§ **REQUIREMENTS**: Return the lines of the material unchanged, from the line with "the overcast sky?" to the line with "[0,0,872,316]", both included.

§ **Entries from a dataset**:
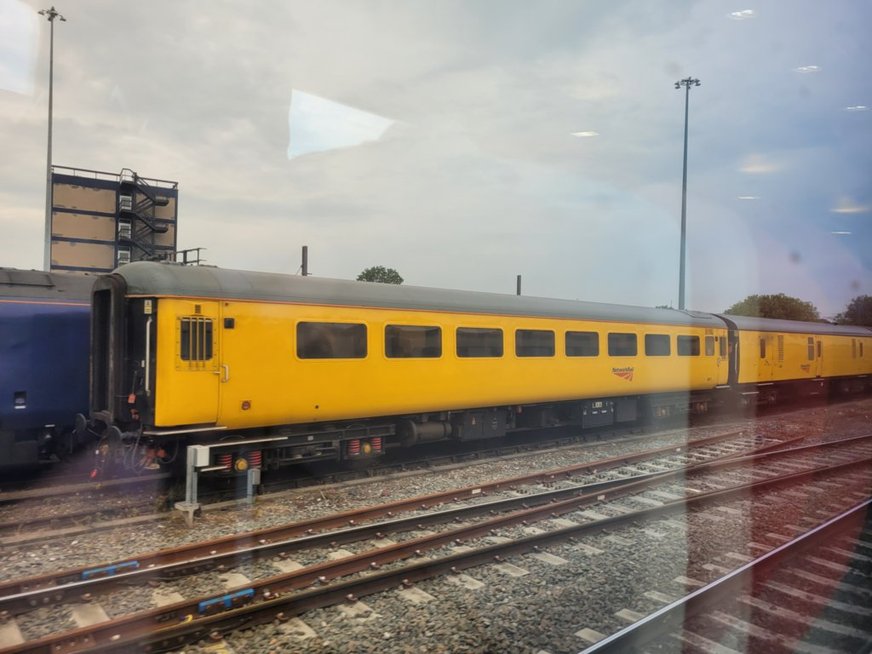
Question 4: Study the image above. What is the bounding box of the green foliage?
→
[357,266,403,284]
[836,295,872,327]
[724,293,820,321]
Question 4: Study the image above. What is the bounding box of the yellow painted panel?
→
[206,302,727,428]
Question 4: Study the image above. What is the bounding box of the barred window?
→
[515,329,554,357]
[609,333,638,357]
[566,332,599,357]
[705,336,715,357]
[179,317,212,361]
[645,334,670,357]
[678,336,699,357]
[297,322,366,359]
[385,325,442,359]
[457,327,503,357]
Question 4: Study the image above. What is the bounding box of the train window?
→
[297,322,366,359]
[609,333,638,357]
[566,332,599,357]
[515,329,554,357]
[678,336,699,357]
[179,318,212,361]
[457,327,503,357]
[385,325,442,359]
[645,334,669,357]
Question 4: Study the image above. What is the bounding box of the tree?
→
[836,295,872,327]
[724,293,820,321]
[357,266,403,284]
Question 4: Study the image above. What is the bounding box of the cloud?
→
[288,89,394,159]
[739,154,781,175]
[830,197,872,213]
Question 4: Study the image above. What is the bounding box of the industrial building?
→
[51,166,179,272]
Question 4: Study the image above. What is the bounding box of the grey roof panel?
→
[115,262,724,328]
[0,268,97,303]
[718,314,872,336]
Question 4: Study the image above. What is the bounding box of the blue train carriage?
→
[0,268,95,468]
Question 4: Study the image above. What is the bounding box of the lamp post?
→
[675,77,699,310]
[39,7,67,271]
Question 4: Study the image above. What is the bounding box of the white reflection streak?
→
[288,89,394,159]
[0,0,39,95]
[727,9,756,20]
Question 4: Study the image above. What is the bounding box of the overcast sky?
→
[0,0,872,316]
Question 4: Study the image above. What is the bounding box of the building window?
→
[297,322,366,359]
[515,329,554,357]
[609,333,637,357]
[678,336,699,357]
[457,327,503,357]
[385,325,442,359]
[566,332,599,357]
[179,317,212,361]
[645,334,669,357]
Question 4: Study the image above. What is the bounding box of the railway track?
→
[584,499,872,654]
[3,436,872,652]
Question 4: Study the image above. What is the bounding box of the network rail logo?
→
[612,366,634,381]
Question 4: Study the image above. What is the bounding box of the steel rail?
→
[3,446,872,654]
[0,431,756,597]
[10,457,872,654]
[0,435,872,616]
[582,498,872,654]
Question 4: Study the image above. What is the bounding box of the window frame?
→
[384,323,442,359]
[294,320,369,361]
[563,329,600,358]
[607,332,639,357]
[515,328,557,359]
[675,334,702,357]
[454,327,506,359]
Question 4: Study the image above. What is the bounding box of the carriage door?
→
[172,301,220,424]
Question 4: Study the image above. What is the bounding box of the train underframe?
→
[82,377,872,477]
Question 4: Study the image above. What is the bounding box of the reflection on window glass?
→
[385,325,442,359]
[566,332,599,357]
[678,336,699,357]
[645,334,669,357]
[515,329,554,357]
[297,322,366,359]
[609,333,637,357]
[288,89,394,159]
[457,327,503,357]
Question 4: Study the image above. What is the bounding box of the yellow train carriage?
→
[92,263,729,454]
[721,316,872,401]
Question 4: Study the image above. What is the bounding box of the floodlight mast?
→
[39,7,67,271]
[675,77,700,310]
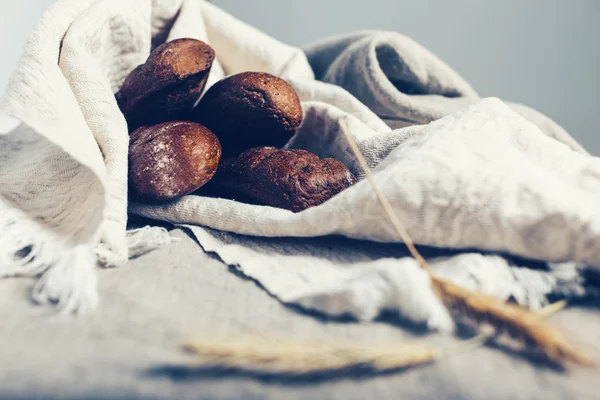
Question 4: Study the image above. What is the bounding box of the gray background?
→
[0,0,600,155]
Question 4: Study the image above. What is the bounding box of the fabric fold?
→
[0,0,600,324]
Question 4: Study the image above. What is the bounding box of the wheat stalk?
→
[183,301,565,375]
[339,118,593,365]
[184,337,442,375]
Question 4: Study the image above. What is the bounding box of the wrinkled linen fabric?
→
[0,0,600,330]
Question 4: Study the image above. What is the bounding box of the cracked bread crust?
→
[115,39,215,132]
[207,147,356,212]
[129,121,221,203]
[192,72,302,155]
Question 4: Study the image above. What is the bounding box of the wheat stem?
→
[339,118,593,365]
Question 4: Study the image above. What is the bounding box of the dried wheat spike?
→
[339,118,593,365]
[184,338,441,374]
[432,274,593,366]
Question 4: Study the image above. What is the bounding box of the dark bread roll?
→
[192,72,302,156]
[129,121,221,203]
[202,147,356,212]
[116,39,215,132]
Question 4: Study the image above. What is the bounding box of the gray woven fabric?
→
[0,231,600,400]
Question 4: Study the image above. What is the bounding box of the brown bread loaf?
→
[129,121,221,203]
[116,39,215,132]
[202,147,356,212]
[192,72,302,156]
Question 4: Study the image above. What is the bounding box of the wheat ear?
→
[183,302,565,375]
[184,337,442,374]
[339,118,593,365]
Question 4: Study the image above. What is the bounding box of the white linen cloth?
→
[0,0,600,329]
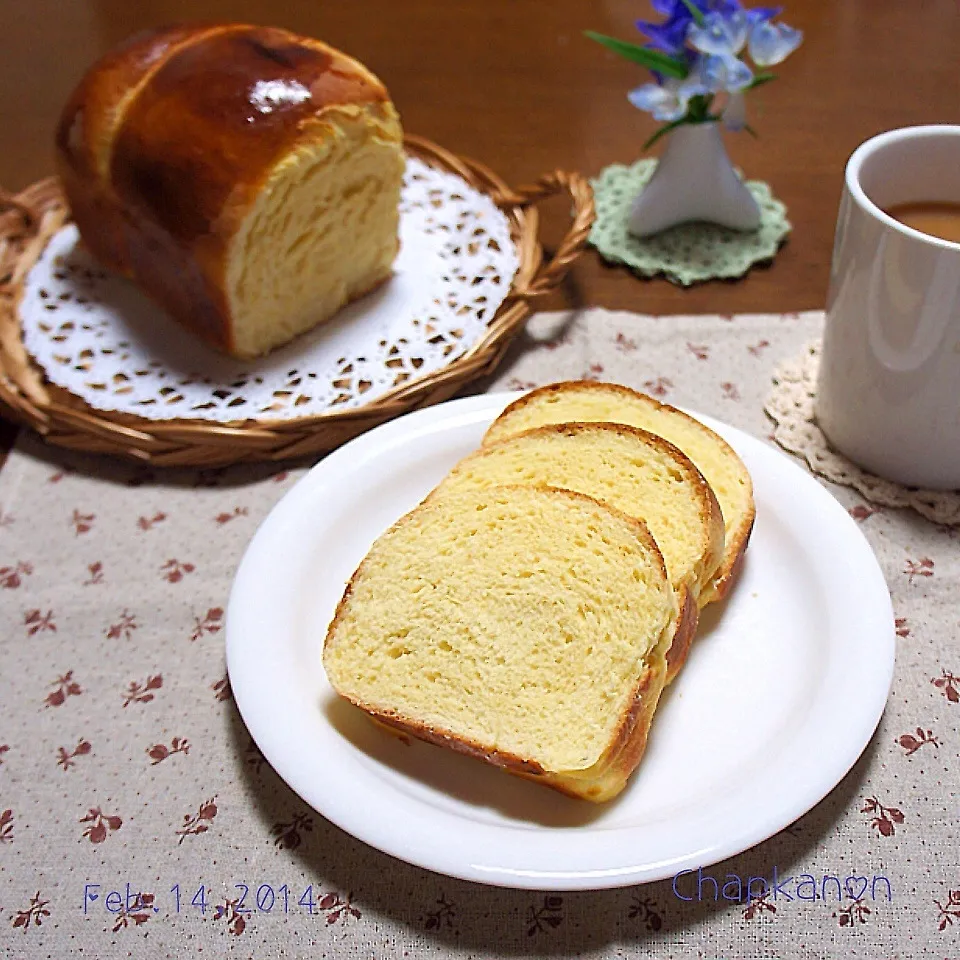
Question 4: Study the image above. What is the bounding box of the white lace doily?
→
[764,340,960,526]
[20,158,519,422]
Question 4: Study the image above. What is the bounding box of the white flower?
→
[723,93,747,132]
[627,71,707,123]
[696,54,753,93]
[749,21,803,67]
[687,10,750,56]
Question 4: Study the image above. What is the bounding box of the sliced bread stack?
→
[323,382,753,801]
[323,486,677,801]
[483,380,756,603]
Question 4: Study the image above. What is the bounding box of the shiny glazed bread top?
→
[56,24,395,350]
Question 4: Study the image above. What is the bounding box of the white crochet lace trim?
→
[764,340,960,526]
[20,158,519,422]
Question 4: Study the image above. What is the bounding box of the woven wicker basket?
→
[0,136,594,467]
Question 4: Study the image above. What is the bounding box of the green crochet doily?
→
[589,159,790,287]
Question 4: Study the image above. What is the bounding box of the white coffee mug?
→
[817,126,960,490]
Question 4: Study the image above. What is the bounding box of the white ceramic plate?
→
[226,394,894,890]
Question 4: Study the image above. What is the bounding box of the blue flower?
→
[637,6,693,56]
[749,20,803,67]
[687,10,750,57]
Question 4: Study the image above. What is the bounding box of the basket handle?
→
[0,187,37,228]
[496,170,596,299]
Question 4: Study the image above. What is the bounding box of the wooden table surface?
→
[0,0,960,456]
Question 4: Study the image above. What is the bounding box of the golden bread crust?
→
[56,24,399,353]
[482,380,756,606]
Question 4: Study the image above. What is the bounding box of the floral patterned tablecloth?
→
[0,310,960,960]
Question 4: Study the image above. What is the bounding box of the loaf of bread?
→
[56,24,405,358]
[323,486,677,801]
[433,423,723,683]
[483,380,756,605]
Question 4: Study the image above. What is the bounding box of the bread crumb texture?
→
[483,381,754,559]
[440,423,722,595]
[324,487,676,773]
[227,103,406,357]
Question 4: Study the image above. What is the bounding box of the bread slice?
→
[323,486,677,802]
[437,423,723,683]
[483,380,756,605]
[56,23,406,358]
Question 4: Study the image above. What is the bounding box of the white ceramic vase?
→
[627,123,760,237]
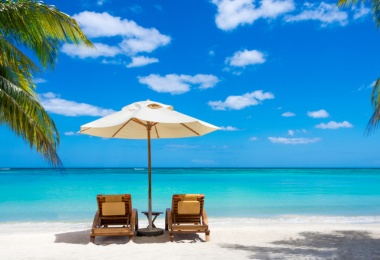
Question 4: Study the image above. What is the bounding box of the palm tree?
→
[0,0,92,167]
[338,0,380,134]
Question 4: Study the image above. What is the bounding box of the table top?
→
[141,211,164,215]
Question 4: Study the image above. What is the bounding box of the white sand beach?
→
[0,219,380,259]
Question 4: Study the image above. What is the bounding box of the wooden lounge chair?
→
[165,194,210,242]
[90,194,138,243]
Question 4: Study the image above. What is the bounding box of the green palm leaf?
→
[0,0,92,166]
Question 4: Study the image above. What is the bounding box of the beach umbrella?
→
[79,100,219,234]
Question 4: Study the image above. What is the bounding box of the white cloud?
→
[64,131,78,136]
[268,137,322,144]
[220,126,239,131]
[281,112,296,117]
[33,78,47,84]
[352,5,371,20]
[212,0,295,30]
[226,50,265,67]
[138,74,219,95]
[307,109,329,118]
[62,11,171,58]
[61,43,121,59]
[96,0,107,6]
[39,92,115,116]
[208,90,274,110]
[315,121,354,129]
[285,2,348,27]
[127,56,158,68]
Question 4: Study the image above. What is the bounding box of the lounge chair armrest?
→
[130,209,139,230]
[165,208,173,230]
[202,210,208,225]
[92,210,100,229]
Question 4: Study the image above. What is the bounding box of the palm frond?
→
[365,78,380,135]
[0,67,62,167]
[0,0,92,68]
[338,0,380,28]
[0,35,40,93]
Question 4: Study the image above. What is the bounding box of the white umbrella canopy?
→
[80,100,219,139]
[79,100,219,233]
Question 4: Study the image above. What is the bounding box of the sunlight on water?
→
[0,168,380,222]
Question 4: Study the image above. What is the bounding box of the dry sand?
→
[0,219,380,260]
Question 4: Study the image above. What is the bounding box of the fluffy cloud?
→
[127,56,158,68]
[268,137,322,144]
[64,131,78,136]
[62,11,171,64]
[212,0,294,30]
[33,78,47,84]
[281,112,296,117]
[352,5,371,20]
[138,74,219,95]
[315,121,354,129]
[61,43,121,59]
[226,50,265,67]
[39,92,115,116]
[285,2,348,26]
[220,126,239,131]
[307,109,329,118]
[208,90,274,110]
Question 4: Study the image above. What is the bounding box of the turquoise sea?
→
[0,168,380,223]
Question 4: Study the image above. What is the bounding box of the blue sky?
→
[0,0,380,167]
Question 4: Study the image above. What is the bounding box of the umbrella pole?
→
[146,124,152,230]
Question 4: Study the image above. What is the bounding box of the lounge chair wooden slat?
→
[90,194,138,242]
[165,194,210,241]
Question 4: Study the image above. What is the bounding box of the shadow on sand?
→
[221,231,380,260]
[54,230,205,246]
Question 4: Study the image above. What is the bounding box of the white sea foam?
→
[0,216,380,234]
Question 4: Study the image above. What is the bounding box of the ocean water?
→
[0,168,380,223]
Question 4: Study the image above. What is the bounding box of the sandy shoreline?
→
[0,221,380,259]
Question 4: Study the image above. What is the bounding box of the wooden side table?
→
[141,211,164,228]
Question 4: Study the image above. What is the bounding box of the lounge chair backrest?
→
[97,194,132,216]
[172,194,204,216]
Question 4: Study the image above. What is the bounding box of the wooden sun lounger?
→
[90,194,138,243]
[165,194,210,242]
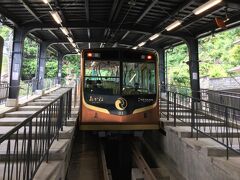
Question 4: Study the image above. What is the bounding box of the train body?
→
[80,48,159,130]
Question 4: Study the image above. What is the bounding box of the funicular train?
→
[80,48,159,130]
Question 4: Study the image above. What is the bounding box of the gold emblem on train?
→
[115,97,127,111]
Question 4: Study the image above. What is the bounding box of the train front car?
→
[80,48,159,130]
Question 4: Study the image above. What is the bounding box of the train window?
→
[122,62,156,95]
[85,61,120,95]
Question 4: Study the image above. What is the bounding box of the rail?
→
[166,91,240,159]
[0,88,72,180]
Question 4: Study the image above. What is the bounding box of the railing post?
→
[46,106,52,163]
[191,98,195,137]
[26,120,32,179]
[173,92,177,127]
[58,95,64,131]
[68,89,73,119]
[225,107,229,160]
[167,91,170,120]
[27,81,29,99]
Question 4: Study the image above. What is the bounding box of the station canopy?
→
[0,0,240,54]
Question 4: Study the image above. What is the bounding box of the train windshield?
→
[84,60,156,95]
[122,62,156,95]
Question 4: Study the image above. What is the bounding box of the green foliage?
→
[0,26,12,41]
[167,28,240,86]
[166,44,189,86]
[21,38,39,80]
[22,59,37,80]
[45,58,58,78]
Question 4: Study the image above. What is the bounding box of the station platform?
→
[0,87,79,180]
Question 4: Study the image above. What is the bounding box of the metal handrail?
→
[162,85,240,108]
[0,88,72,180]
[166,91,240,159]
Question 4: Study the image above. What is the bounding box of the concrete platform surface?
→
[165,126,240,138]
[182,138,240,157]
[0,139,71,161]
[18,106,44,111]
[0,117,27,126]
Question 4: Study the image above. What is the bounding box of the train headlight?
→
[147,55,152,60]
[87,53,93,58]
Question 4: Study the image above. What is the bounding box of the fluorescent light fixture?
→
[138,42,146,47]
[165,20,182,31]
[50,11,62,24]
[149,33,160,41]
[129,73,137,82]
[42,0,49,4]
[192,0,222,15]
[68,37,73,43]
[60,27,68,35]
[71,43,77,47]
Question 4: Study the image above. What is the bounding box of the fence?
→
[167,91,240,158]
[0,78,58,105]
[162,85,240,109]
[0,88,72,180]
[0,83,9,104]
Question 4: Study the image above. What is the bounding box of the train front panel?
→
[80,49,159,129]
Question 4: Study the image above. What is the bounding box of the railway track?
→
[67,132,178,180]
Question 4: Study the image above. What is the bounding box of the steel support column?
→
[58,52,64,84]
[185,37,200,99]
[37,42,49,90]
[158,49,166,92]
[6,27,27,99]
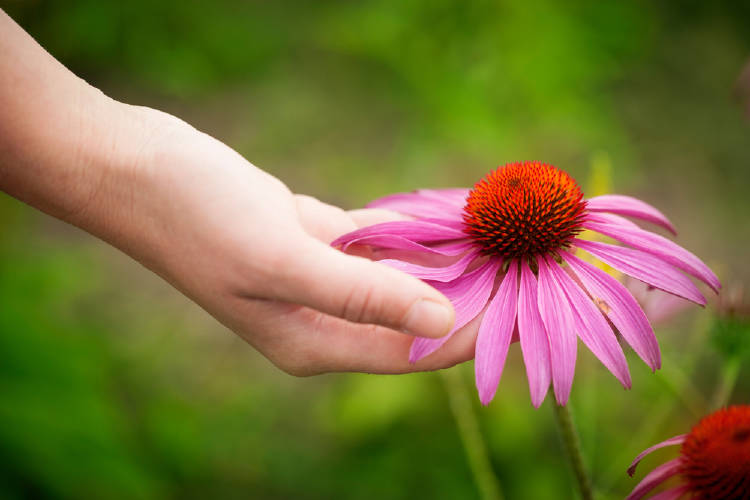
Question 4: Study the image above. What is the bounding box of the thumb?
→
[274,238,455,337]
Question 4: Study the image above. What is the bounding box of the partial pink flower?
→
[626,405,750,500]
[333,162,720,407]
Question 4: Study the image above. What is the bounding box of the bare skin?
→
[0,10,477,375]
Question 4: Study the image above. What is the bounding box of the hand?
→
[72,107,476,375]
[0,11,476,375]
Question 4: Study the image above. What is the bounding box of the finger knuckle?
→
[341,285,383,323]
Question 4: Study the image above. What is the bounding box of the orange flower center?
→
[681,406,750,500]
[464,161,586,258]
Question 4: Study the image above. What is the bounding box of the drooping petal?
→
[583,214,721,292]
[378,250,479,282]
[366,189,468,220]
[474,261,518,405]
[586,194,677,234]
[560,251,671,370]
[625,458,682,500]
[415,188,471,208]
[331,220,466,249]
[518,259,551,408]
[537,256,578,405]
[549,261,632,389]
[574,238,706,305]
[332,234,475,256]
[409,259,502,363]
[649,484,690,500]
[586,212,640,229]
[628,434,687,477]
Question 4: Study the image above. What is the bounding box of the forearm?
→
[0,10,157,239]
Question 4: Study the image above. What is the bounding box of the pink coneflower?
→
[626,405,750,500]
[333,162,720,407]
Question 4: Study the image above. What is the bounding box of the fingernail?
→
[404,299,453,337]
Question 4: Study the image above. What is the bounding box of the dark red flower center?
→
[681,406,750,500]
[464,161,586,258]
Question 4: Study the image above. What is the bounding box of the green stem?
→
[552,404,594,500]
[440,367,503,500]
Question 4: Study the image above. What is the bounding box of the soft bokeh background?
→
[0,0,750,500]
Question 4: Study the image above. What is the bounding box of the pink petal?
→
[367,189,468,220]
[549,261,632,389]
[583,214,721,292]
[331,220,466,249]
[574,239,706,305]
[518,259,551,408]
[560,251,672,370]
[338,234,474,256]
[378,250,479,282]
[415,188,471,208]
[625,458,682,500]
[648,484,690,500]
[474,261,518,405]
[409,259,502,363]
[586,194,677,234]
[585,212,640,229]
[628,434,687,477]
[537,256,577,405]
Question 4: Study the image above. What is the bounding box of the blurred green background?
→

§ **RESULT FOR THIS TASK**:
Question 4: Study the image above. What is the bounding box of the overcast sky?
→
[0,0,872,316]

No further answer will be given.